— Begin EXERCISE MATERIALS —

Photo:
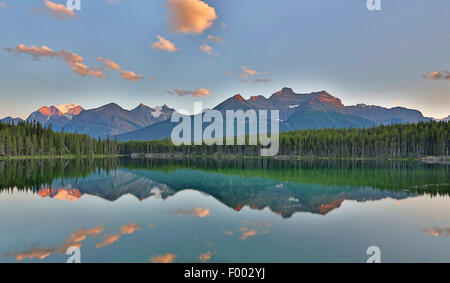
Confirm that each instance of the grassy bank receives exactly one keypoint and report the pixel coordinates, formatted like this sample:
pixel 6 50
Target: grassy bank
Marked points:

— End EXERCISE MATERIALS —

Pictures appear in the records above. Output everything except them, exactly.

Photo:
Confirm that each instance of the grassy bank receives exactly one keypoint and report the pixel coordinates, formatted like this sample:
pixel 6 50
Target: grassy bank
Marked points:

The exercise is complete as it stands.